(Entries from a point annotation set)

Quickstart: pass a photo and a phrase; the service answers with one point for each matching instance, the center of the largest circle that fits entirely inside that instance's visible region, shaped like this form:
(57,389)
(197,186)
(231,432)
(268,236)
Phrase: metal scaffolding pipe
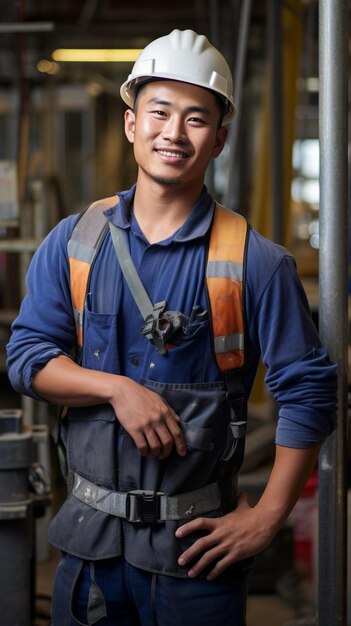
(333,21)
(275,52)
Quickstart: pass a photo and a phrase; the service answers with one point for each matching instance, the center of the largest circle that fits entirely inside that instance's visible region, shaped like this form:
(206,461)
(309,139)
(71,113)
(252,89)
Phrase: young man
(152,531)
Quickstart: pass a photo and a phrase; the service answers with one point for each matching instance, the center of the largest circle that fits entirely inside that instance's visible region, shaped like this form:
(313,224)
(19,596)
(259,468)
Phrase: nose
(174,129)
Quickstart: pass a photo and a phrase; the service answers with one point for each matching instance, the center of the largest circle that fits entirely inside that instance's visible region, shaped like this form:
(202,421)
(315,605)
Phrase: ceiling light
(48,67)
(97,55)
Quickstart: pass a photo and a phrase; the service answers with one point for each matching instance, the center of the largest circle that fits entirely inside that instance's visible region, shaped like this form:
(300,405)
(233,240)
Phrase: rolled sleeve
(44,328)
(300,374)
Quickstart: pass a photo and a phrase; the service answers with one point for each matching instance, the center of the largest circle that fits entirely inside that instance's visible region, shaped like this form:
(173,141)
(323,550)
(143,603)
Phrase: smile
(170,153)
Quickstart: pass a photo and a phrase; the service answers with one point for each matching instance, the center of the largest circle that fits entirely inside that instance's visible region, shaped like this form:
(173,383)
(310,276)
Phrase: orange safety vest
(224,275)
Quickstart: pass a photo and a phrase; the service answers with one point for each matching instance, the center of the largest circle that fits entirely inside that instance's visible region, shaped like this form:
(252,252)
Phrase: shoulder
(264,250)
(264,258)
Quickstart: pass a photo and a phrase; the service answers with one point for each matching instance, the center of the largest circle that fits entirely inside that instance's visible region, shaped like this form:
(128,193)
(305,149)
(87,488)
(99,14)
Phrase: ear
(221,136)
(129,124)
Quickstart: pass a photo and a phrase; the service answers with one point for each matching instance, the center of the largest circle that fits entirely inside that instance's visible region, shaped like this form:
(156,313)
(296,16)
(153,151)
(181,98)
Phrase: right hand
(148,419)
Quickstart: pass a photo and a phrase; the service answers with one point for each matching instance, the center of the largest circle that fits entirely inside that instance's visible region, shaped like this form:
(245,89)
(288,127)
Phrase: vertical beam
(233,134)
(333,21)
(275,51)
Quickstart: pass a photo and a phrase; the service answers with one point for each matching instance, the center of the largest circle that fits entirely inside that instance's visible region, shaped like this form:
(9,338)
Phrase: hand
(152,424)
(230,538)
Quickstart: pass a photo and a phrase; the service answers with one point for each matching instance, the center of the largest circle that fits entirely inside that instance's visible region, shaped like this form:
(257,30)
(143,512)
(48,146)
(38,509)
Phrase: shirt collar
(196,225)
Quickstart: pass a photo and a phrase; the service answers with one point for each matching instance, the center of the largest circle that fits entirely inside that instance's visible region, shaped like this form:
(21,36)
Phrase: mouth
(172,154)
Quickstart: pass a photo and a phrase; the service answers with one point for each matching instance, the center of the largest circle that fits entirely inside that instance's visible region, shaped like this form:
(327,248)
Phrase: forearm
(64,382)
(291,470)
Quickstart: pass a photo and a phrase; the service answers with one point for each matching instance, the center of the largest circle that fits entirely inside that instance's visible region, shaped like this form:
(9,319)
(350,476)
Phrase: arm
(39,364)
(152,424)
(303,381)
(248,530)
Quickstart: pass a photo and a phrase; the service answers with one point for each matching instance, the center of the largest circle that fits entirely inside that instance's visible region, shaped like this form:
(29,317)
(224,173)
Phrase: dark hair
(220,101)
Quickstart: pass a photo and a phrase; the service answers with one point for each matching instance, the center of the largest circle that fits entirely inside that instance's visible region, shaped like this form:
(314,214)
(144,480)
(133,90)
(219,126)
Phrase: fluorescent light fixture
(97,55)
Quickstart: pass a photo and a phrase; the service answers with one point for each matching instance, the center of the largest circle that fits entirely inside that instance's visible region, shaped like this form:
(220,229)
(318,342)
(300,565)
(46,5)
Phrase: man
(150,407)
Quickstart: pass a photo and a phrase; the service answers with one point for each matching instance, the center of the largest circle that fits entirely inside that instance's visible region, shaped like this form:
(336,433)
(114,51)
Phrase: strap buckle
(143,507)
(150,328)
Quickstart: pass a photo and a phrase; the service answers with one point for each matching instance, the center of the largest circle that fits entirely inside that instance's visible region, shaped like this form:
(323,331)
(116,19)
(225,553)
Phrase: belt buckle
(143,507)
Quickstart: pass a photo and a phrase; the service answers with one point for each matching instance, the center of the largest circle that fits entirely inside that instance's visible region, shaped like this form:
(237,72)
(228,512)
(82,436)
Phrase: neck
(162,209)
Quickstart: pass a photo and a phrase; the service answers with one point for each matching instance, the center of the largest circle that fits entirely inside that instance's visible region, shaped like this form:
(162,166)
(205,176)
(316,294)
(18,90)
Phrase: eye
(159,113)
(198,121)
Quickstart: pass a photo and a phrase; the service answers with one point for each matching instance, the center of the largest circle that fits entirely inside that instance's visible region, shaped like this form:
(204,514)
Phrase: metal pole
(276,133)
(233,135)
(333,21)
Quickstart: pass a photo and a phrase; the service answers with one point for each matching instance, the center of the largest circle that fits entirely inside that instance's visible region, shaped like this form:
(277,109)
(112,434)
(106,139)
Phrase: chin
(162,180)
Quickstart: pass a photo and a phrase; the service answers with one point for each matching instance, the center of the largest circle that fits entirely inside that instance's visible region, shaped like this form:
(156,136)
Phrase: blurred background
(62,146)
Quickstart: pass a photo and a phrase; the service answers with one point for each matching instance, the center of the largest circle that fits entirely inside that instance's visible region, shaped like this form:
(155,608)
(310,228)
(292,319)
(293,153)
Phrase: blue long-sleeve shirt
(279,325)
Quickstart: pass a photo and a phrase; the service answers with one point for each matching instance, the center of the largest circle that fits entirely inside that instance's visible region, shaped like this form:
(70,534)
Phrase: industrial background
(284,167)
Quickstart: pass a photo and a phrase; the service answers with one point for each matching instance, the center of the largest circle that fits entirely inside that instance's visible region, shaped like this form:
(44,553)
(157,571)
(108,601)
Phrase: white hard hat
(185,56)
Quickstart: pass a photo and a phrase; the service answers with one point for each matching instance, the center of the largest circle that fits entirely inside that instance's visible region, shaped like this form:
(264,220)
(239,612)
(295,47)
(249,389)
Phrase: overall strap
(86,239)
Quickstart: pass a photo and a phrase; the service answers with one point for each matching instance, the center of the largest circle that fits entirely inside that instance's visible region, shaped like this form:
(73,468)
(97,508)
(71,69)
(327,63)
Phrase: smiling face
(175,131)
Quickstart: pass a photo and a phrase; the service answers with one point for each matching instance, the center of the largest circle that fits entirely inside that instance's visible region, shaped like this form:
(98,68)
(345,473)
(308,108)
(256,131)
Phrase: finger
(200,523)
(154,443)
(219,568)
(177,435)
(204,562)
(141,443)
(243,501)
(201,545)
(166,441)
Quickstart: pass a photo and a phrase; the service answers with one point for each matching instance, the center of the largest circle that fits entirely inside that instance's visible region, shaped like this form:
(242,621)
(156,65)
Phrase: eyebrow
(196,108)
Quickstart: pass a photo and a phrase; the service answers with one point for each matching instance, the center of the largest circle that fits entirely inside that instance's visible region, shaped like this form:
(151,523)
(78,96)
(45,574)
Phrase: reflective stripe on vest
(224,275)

» Task to complete
Ignore the images and quote every line of the listing exactly.

» Response
Quickstart: pass a photo and a phrase; the service answers with one point for each matching instance, the center of the largest circle that fits entirely inside that instance's visible region, shaped like this form:
(57,389)
(197,186)
(231,432)
(268,236)
Phrase: metal scaffolding pipe
(333,21)
(275,52)
Quickstart: pass a photo and a phrase; the service answers with one point for each matching instance, the center of the largest circle that fits entirely inside that instance's visible region, shaped like this form:
(206,461)
(309,139)
(71,113)
(252,89)
Phrase: young man
(152,531)
Quickstart: pass a photo and a phrase; the service answers with one point for each matching instance, the center of the largest circle that fits entirely inside that instance's visible region, shaped like this form:
(313,224)
(19,596)
(259,468)
Phrase: nose
(174,129)
Quickstart: pass a photo and a phrase; the service answers with one point for each matching instance, the center of the largest circle that fits entirely inside that instance's visible region, shaped like this form:
(202,421)
(315,605)
Phrase: ceiling light
(48,67)
(97,55)
Quickstart: pass a photo and a phrase; the service answers with one point for each matching instance, the center of the largest circle that fits entirely inside that instance's visible region, shaped like this form:
(300,405)
(233,240)
Phrase: rolled sleeve
(44,328)
(300,374)
Quickstart: pass a photo and a phrase; the service answers with one point for each matching instance, the center of the largest circle that fits entirely inside that instance's visible region, shaped like this form:
(173,141)
(323,550)
(143,603)
Phrase: smile
(170,153)
Quickstart: pass a photo and a phrase; the service answers with one point for each matching instance, the center of the largest circle that fits entirely inside that instance's visible region, shaped like this form:
(173,383)
(310,276)
Phrase: orange safety vest
(224,275)
Quickstart: pass a photo and a phrase; the service answers with one point for each matching instance, the center of the largest circle that fits entirely inside that instance's visible region, shaped like this form:
(252,252)
Phrase: shoulder
(264,250)
(264,258)
Quickstart: pass a photo and a phrase; the service answers with one point for each matching instance, the center of the largest circle that fits entirely inside that instance's visible region, shaped like this form:
(128,193)
(305,149)
(87,488)
(99,14)
Phrase: ear
(221,136)
(129,124)
Quickstart: pass a photo and a phrase; the service answers with one point for each matching instance, the center of the largest circle that fits entirely inside that instance's visible region, shaped like this form:
(156,313)
(296,16)
(153,151)
(181,98)
Phrase: right hand
(148,419)
Quickstart: pass a photo and a phrase; the service answers with one point for each matching instance, the center of the largest circle that fits entirely inside that instance's visible region, shaped like this form:
(245,89)
(288,127)
Phrase: vertical beam
(233,134)
(333,21)
(275,51)
Quickstart: pass a photo and a phrase; the service answers with one point for each matching instance, the center of the largest circle that fits entirely inside that instance's visible region, shaped like this form:
(9,338)
Phrase: hand
(152,424)
(230,538)
Quickstart: pass a photo and a phrase; the service answers with one point for each matching instance, the center of the largest circle that fits entirely inside that instance's visible region, shaped like this form:
(257,30)
(143,512)
(48,146)
(38,509)
Phrase: shirt collar
(196,225)
Quickstart: pass a photo and a phrase; the service answers with one point for each matching instance, the center of the largest circle that fits entirely inside that instance's visible region, shaped like this form:
(21,36)
Phrase: mouth
(172,154)
Quickstart: pass a photo and a phrase; the service answers with one point for each matching instance, the center of the largest circle that fits entirely inside that instance's visible region, shaped like this form:
(327,248)
Phrase: forearm
(64,382)
(291,470)
Quickstart: pass a photo and a phrase; the service answers with one point for each matching instance, the center of the largest circle that fits entirely inside that instance's visible region, shaped like this form:
(9,319)
(350,476)
Phrase: arm
(39,364)
(152,424)
(303,381)
(248,530)
Quickstart: pass a photo and a phrase; the service answers with one point for each matching instance, the center of the largest circle that fits entirely inside that instance's visible region, shaped like this form:
(29,317)
(224,173)
Phrase: dark hair
(220,101)
Quickstart: pass a photo and a phrase; the service answers with one point for each matching instance, the center of the largest circle that fits entirely inside that instance's visible region, shaped like this form:
(314,214)
(144,480)
(133,90)
(219,126)
Phrase: fluorescent light fixture
(97,55)
Quickstart: pass a photo and a phrase; the service answers with one point for each matching instance, the center of the largest circle that fits entirely inside that instance's visible region, shaped like this form:
(220,229)
(318,342)
(300,565)
(46,5)
Phrase: man
(150,407)
Quickstart: pass a photo and a phrase; the service answers with one point for each matching instance, the center of the largest circle that fits entirely inside that instance's visible region, shaped like this form:
(336,433)
(114,51)
Phrase: strap buckle
(143,507)
(150,328)
Quickstart: pass a photo and a phrase; the service answers with one point for each matching instance, the center of the largest circle that fits entirely inside that instance's visible region, shaped like this form:
(323,331)
(116,19)
(225,553)
Phrase: belt buckle
(143,507)
Quickstart: pass a photo and a phrase; the service answers with one point for each matching instance, the center of the largest circle that fits entirely inside that instance's visible region, shaped like this form:
(237,72)
(228,512)
(82,436)
Phrase: neck
(162,209)
Quickstart: pass a photo and a phrase; the service answers with one point for each matching instance, the center of the largest circle that fits entirely inside that instance's visible region, shaped like this form:
(162,166)
(205,176)
(316,294)
(18,90)
Phrase: eye
(159,113)
(198,121)
Quickstart: pass a photo and a phrase; the service answers with one point for each matching instance, the center of the largest circle that fits entirely inside that instance's visible region, shaped like this form:
(204,514)
Phrase: metal pole
(276,133)
(233,135)
(333,21)
Quickstart: pass a photo and a phrase; the service answers with one point for each matching instance, the center of the largest circle that fits entirely inside that instance's visible region, shaped like this form:
(277,109)
(112,434)
(106,139)
Phrase: chin
(162,180)
Quickstart: pass a photo and a phrase; the service answers with one point for each matching instance, the center of the largest circle that fits entirely inside that instance's visible region, shaped like this form:
(156,136)
Phrase: blurred background
(62,146)
Quickstart: pass a photo and a phrase; the service answers with one point for each matching instance, the center of the largest circle that fits entirely inside that instance's visible region, shaped like this form:
(155,608)
(310,228)
(292,319)
(293,153)
Phrase: blue long-sleeve shirt
(279,325)
Quickstart: pass a photo and a phrase; the service answers with one point for each matching instance, the center of the largest circle that fits entirely inside that instance's visible region, shaped like this form:
(70,534)
Phrase: industrial background
(284,167)
Quickstart: pass a photo and a phrase; the service answers with one point for each matching instance, the center of the largest circle that fits entirely inside that instance's visible region, shaped like this form:
(44,553)
(157,571)
(108,601)
Phrase: white hard hat
(185,56)
Quickstart: pass a photo and a phrase; the service answers with one point for each matching instance, the center of the largest circle that fits entirely inside that instance's visible region, shaped like this form:
(264,220)
(239,612)
(295,47)
(249,389)
Phrase: overall strap
(86,239)
Quickstart: pass a photo and a phrase; the service answers with one point for each matching instance, the center of the largest circle that fits entirely inside that instance's visible region, shaped like this form:
(73,468)
(97,508)
(71,69)
(327,63)
Phrase: smiling face
(175,131)
Quickstart: pass a photo and a phrase; the service answers with one point for each matching instance, the center of the largest circle that fits entirely inside that instance's visible region, shaped like this form:
(98,68)
(345,473)
(308,108)
(256,131)
Phrase: finger
(200,523)
(154,443)
(219,568)
(177,435)
(204,562)
(141,443)
(243,501)
(201,545)
(166,441)
Quickstart: pass a photo and a phrase; the service answers with one point for each matching instance, the center of the largest circle that fits entirely inside that instance's visible region, shaped like this form:
(242,621)
(156,65)
Phrase: eyebrow
(196,108)
Quickstart: pass a photo and a phrase; the service answers with one point for each matching instance, the center of the largest circle that fits entirely inside that instance's visible region, shaped like this form:
(151,523)
(78,96)
(45,574)
Phrase: reflective stripe on vest
(224,275)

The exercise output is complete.